Exercises:
a: Decide whether each statement agrees with the Neo4j and Postgres query comparison. Answer yes or no for each, and quote the words of the text that settle it. (i) The Postgres recursive CTE equivalent of the extended intro path starts to fall over at depth 4. (ii) The 4-hop intro path query returns at most 50 paths. (iii) The weighted shortest-path is described as native and sub-second.
b: In the Neo4j and Postgres query comparison, which procedure does the weighted shortest-path query call?
c: Proceed with the Neo4j and Postgres query comparison, starting right after its last line.

SELECT via_contact_id, other_contact_id,
       organization_id, overlap_from, overlap_to
FROM   contact_coemployment_edges
WHERE  collection_id = $1
  AND  other_contact_id IN (
         SELECT contact_id
         FROM   collection_org_current_shared_contacts
         WHERE  collection_id = $1
           AND  organization_id = $2);

Neo4j Cypher

MATCH (u:TeamUser)
      -[s:SHARED_IN {collection_id: $cid}]->
      (via:Contact)
      -[w1:WORKED_AT]->(bridge:Organization)
      <-[w2:WORKED_AT]-(target:Contact)
      -[:CURRENT_AT]->
      (targetOrg:Organization {id: $oid})
WHERE w1.date_from <= w2.date_to
  AND w2.date_from <= w1.date_to
RETURN via, target, bridge, w1, w2
ORDER BY w1.date_to DESC;

4.3 Extended intro path (3-hop and 4-hop)

This is where Neo4j wins decisively. Variable-length path matching with a depth bound is one Cypher line; the Postgres recursive CTE equivalent is dozens of lines and starts to fall over at depth 4.

// 4-hop intro path with date-overlap predicate
MATCH path = (u:TeamUser {id: $uid})
             -[:SHARED_IN {collection_id: $cid}]->
             (start:Contact)
             -[:WORKED_AT*1..4]-(:Contact)
             -[:CURRENT_AT]->
             (target:Organization {id: $oid})
WHERE all(rel IN [r IN relationships(path) WHERE type(r) = 'WORKED_AT']
          WHERE rel.date_from IS NOT NULL)
RETURN path, length(path) AS hops
ORDER BY hops ASC
LIMIT 25;

4.4 Weighted shortest-path

Native, sub-second.

// Find the cheapest intro path to anyone at TargetCo
MATCH (u:TeamUser {id: $uid}),
      (target:Organization {id: $oid})
CALL apoc.algo.dijkstra(u, target, 'WORKED_AT|SHARED_IN|CURRENT_AT', 'weight')

Record list:
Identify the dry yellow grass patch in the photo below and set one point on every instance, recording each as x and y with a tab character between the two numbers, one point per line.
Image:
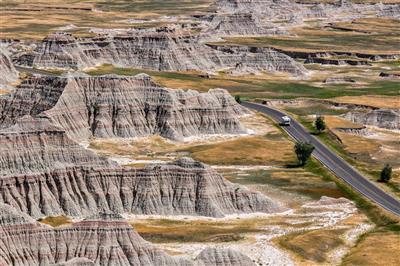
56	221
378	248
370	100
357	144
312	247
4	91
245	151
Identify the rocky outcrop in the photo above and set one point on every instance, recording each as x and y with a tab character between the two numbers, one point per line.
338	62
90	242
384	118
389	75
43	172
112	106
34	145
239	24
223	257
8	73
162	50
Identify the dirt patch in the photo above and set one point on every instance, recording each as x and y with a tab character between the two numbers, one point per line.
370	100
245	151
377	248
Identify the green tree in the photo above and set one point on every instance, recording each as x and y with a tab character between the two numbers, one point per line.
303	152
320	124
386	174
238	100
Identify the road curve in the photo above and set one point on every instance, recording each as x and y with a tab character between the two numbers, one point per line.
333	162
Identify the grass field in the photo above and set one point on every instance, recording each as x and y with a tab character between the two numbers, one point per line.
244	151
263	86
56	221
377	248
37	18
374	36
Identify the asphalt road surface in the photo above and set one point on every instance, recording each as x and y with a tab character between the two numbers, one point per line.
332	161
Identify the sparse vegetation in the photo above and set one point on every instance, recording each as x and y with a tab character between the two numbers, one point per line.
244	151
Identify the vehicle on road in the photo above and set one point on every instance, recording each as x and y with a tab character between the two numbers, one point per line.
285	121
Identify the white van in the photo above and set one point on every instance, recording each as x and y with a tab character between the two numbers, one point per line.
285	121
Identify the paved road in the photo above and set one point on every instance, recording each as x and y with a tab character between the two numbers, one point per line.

Written responses:
a:
(i) Yes: "the Postgres recursive CTE equivalent is dozens of lines and starts to fall over at depth 4."
(ii) No: "LIMIT 25;"
(iii) Yes: "Native, sub-second."

b: It calls apoc.algo.dijkstra.

c:
YIELD path, weight
RETURN path, weight
ORDER BY weight ASC
LIMIT 5;

Edge weights can be set per relationship at write time (e.g., SHARED_IN = 1, WORKED_AT overlap = 3, longer time gaps = higher weight). Adjust weights freely; queries adapt without changing structure.

4.5 Network analytics

Neo4j Graph Data Science library ships PageRank, betweenness centrality, community detection, etc. Useful for "find super-connectors in my network" or "cluster contacts by community" features. Out of scope for v1 but available as a future product capability.

5. Heuristic mapping

Every signal the system computes — every strength clause, the reachability rollup, key connection picker, and all 007 connection-path types — mapped to where it actually executes in the Neo4j variant. The point of this section: most heuristics still execute in Postgres. Neo4j earns its keep on traversal-shaped queries and unlocks graph algorithms (centrality, community detection) that no other substrate can match.

Bottom line for this section

Of 16 strength clauses + reachability + key connection + 6 connection-path types, Neo4j substantially helps with ~9 — same headline as AGE — but with native shortest-path, weighted traversal, and Graph Data Science algorithms that AGE doesn't have. The gap shows up at depth 4+ and on analytics queries; under depth 3 the difference is mostly syntactic.

5.1 Strength heuristics (008 — Warm / Known / Cold)

Counter-aggregation clauses stay in Postgres. Neo4j is invoked only when a clause needs graph traversal. The Postgres ↔ Neo4j boundary is identical to the AGE variant; only the graph-side syntax differs.

ID	Clause	Source data	Substrate	Neo4j involvement
W1	2-way exchange in 12mo, 5+ each direction	`UserContactInteractionStats` counters	PG only	None — counter check
W2	Sustained 2-year back-and-forth (low volume)	`UserContactInteractionStats.email_activity_bitmap_12q`	PG only	None
W3	Recent email (3mo) + response + work OR LinkedIn connection	Stats + work overlap + LinkedIn graph	Hybrid	Neo4j answers the LinkedIn-1st-degree branch via `MATCH (u)-[:LINKEDIN_CONNECTED]-(c)`. Single round-trip Bolt query; ~10–20ms latency including network. PG handles email recency.
W4	1+ calendar meeting in last 180d	`UserContactInteractionStats.meeting_count_180d`	PG only	None
W5	Same-team / small company overlap	Coemployment + org employee count	Hybrid	Cypher: `MATCH (a:Contact)-[:WORKED_AT]-(o)-[:WORKED_AT]-(b:Contact) WITH a, b, o, size((o)<-[:WORKED_AT]-()) AS hc WHERE hc < 50`. Native graph storage makes the size check fast.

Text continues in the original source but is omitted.